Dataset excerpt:

>>>

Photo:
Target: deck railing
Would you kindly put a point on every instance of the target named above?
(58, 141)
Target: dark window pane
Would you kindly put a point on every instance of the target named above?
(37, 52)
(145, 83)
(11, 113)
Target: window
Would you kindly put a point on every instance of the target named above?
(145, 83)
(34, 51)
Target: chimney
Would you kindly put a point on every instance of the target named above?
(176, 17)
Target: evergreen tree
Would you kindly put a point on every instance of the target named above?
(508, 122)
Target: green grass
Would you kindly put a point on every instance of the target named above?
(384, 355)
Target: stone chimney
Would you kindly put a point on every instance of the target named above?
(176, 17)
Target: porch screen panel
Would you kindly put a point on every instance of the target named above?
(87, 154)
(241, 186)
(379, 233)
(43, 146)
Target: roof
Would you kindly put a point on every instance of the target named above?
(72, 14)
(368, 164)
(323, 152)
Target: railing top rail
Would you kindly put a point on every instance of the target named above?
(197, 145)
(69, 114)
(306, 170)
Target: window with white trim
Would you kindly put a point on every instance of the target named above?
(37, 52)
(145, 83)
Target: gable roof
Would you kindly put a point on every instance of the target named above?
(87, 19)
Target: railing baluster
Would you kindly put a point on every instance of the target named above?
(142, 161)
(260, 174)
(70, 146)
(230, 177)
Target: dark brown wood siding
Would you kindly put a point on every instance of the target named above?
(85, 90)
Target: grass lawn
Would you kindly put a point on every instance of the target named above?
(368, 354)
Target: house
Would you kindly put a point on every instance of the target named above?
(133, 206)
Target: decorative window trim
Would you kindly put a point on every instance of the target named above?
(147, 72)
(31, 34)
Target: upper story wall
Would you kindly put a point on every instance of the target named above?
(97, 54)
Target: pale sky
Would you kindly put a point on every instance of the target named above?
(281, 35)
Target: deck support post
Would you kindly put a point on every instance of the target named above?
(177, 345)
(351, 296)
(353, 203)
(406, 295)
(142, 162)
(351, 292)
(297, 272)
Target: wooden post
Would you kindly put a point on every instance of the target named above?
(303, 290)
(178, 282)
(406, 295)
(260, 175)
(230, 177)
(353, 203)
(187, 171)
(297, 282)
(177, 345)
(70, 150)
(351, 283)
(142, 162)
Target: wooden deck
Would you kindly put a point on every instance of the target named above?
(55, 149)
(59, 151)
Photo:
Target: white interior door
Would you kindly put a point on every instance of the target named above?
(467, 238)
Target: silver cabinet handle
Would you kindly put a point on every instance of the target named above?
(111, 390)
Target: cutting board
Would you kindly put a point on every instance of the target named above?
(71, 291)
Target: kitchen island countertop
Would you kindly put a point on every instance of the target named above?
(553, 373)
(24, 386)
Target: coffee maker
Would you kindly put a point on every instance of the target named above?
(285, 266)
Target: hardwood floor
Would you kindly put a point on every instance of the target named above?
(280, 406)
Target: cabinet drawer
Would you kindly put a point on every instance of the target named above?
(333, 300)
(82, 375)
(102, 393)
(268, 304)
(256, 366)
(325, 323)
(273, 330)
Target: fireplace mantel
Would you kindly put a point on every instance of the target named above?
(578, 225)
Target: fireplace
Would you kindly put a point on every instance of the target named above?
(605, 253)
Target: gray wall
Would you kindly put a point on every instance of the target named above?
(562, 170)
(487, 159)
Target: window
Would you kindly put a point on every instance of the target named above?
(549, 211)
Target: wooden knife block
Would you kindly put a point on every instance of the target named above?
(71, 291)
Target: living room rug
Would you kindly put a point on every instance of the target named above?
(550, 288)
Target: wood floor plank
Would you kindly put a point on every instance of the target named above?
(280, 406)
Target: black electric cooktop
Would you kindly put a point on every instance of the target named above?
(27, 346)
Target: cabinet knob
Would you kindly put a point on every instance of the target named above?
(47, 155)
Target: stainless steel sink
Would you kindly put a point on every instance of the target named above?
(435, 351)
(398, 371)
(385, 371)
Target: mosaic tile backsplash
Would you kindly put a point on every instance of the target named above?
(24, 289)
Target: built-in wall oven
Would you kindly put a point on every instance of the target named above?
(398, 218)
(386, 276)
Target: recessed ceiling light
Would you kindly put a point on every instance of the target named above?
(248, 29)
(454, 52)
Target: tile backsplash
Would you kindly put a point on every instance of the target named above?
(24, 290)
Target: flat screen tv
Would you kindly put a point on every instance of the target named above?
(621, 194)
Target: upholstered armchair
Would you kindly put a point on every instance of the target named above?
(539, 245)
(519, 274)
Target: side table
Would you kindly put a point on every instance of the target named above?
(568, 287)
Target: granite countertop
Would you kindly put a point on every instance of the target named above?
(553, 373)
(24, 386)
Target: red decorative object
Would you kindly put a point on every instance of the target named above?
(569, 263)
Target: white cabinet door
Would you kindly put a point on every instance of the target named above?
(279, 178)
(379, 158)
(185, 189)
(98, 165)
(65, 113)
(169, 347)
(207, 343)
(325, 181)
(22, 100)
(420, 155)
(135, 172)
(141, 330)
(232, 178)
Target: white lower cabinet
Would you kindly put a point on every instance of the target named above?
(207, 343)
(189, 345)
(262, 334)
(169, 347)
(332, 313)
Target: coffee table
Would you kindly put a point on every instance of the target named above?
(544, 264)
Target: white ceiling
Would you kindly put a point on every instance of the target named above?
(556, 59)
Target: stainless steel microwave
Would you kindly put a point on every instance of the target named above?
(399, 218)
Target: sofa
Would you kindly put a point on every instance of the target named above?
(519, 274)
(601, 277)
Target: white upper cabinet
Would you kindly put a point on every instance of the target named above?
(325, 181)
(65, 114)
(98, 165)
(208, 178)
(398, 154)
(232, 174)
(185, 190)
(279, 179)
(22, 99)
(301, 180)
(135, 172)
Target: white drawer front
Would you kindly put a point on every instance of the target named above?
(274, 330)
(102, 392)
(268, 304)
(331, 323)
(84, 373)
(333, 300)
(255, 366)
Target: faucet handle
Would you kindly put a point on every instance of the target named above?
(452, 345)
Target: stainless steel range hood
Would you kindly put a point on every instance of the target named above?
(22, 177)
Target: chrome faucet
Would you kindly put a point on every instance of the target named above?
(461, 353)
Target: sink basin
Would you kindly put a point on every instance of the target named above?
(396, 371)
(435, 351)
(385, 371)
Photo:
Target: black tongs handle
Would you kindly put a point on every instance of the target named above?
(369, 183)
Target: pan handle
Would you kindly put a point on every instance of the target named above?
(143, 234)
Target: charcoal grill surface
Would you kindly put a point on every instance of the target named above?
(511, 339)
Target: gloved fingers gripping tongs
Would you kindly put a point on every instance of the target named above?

<<<

*Short exercise:* Locate "Target: faucet handle" in the material, then quote the line that contains it and all lines after it through the final one.

*Solution for this problem:*
Target: faucet handle
Would you kindly put a point on every instance of the target named above?
(452, 345)
Target: stainless steel range hood
Would you kindly put a point on every instance of the target named above?
(22, 177)
Target: chrome faucet
Would you kindly put a point on every instance of the target named above?
(461, 353)
Target: sink basin
Would you kindly put a point on every instance of the target named above?
(396, 371)
(435, 351)
(385, 371)
Photo:
Target: black tongs handle
Would you kindly put a point on every instance of the target named above?
(369, 183)
Target: pan handle
Would you kindly put a point on every instance of the target named above?
(143, 234)
Target: charcoal grill surface
Would you kindly put a point on every instance of the target named above?
(511, 339)
Target: gloved fingers gripping tongs
Would you kindly put a point on every instance of the target named above?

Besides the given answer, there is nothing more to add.